Please extract each line of the entries below that contains the string "jacket". Matching is case-sensitive.

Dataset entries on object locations
---
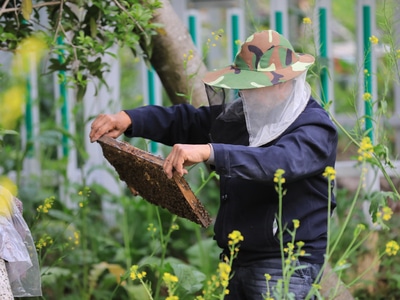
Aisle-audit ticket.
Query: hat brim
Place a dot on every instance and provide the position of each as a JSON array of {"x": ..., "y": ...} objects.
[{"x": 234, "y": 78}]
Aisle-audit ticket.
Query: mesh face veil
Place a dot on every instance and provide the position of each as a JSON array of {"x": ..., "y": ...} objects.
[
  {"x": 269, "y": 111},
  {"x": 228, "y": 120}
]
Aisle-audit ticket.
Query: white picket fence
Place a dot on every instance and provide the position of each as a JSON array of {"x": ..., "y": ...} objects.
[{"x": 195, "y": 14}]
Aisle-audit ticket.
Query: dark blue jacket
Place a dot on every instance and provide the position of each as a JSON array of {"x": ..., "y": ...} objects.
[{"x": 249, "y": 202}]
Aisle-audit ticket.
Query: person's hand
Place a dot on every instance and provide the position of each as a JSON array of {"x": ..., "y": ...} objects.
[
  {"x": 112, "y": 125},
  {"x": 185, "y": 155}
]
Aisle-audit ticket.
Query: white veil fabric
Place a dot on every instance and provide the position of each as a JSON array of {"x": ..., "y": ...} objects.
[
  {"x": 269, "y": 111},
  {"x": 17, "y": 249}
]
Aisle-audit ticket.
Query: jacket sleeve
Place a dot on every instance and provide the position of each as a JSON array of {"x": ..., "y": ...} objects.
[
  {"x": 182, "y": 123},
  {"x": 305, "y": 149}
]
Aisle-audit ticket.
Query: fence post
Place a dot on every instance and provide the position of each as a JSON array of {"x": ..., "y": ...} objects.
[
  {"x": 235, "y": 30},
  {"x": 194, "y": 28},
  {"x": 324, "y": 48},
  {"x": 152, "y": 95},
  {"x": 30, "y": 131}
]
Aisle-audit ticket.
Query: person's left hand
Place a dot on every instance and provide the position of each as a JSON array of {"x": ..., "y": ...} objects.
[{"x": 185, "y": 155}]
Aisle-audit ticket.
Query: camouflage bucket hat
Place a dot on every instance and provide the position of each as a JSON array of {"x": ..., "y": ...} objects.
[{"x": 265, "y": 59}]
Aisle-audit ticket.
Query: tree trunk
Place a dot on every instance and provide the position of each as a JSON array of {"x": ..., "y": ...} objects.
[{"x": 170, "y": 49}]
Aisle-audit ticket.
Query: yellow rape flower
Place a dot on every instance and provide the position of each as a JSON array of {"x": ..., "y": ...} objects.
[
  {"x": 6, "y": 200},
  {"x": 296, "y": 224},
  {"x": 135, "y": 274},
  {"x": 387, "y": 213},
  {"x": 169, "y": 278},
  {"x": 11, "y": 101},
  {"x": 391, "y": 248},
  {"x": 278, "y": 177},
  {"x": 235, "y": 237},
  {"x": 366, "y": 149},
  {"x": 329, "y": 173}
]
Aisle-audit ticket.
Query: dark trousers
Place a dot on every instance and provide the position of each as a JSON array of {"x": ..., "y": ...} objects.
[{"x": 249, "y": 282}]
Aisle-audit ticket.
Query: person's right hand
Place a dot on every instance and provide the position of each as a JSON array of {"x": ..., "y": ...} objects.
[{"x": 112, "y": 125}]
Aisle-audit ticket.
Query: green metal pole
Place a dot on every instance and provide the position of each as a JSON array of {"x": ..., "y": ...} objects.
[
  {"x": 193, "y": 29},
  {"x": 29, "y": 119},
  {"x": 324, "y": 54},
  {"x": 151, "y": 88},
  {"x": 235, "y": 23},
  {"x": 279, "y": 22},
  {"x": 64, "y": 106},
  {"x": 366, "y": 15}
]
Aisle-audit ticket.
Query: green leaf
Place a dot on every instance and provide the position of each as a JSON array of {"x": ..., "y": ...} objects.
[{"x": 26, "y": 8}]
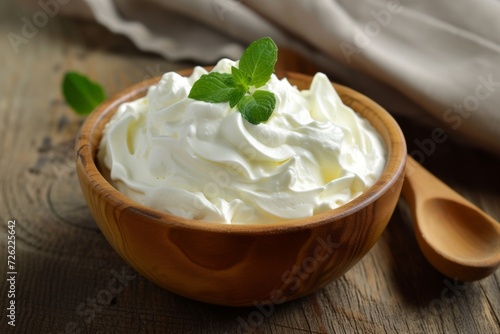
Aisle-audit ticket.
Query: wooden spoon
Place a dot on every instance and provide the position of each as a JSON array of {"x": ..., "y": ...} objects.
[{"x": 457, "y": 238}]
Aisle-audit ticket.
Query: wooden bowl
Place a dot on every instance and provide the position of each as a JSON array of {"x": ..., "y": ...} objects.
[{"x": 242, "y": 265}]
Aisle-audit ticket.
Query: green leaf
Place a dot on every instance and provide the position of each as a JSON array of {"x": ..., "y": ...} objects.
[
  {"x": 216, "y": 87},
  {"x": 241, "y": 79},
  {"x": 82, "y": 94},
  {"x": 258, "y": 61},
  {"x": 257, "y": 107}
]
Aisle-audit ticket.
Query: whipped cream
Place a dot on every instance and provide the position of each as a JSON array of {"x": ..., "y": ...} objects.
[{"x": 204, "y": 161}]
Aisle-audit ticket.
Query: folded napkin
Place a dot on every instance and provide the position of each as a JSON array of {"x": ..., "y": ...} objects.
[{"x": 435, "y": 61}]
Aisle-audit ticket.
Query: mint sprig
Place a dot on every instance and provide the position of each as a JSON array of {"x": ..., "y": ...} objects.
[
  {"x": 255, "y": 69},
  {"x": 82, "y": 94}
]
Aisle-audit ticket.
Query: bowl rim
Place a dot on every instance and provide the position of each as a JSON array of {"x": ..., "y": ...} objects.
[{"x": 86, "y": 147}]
---
Response:
Query: dark blue jacket
Query: jacket sleeve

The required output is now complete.